• **Problem**: Every entry must be repeated exactly in the answer.

• **Task material**:
Content starts

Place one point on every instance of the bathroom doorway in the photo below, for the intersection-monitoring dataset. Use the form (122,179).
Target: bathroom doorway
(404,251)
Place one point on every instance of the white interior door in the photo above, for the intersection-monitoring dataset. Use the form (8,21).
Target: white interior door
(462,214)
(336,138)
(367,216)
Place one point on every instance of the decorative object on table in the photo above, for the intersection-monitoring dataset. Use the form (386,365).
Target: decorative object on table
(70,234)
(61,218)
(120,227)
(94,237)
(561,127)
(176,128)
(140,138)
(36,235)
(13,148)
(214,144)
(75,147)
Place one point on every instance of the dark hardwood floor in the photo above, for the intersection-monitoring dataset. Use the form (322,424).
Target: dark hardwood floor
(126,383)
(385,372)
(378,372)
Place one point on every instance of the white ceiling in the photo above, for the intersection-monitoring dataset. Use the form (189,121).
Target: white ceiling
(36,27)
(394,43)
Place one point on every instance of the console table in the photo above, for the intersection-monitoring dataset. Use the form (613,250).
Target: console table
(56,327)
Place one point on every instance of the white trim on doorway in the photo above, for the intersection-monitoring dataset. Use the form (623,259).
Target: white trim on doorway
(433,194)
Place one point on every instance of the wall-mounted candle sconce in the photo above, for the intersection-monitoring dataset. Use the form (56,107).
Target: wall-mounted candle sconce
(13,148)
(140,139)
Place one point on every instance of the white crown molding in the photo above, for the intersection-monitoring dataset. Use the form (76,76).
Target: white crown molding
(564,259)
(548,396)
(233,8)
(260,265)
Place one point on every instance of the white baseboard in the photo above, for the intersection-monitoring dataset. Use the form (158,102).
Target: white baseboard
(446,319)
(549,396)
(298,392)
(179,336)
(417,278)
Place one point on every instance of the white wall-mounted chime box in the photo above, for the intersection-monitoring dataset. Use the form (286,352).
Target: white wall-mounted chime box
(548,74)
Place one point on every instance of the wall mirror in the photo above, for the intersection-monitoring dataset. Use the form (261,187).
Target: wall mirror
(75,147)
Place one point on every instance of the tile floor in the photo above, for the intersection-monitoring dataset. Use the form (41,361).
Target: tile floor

Content ends

• **Output of the task**:
Place one point on every instance of the bathroom doorway in the photo below, for the intersection-monitoring dataset. Use the form (122,179).
Target: bathroom doorway
(404,251)
Place one point on every instance of the white interior door in the photo above, for the intersection-monitoring dataset. Use the form (8,21).
Target: white interior door
(462,214)
(336,138)
(367,216)
Place one point on every instance of the decorative object on table in the photo above, for the intersection-monitoring dataset. Use the form (386,365).
Target: decorative object on table
(70,234)
(61,218)
(120,227)
(94,237)
(561,127)
(176,128)
(140,138)
(36,235)
(13,148)
(214,144)
(75,147)
Place one point on every instance of the dark hardwood floor in the photo above, for the intersection-monitoring dataset. Use the form (322,424).
Target: dark hardwood floor
(126,383)
(385,372)
(378,372)
Place one point on every instance of the white ceiling in the photo above, for the intersection-monitoring dataset. Use the form (189,121).
Target: white ceiling
(36,27)
(394,43)
Place one point on every instance of the console table in the photo above, for the intersection-monitoring dataset. Use the form (613,250).
Target: console table
(56,327)
Place one point on every instance of the white trim on doorway in the photo above, for the intersection-monitoring dataset. Use the form (623,259).
Target: white trim on doorway
(433,194)
Place one point on every instance of the wall-mounted candle sconce in the photo above, for the intersection-monitoring dataset. Use the form (56,107).
Target: wall-mounted candle sconce
(13,148)
(140,139)
Place one point on every instance of the white crown molding in the photo above, for the intersection-monitoring dataset. Use the form (76,76).
Target: white crown molding
(564,259)
(548,396)
(233,8)
(260,265)
Place one point on every instance of the white baseboard in the photo above, for the intersection-monitoring dataset. Use the form (158,102).
Target: white baseboard
(446,319)
(549,396)
(298,392)
(179,336)
(417,278)
Place one point on every instance of the white wall-mounted chime box in the photo above, for the intersection-monitoring dataset. Use the form (286,352).
Target: white wall-mounted chime box
(548,74)
Place one point on every instance of the wall mirror in the photo above, for the intersection-monitoring dataset. Use the form (261,187).
Target: wall mirror
(75,147)
Place one point on every instance of the tile floor in the photo above, for the intersection-monitoring dataset. Use the form (41,361).
Target: tile floor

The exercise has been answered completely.